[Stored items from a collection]
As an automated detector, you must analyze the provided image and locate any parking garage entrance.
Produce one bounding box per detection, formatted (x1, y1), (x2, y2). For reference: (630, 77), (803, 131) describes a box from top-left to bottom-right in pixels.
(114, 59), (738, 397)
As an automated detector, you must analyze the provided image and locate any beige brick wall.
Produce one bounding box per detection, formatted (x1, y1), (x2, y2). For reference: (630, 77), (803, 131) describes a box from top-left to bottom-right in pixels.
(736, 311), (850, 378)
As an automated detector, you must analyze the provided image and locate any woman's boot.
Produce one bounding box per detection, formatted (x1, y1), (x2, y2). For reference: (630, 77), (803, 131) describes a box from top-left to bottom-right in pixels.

• Set exercise: Please reproduce all of the data above line by line, requests included, multiplying each bounding-box coordinate in the answers by 1.25 and rounding to whole numbers, with halves rounded up. Keep the numbers in the requests and in their format sample unchanged.

• Exercise response:
As an automated detector, you must analyze the provided image and locate any parking garage entrance.
Produce one bounding box per detection, formatted (x1, y1), (x2, y2). For reference: (630, 77), (803, 131) describes a box from top-left to bottom-right in pixels.
(143, 74), (923, 496)
As an automated detector, you must analyze the provided image and locate any beige brick wall.
Produce one bounding box per detection, formatted (x1, y1), (x2, y2). For reference: (630, 77), (803, 131) describes a box from top-left to bottom-right in pixels.
(920, 389), (1063, 473)
As an automated detector, you must analyze the provided image and locate any woman's boot.
Produce one bounding box per detection, formatted (x1, y1), (x2, y2). For reference: (630, 77), (803, 131) describes a box from top-left to bottom-right in pixels.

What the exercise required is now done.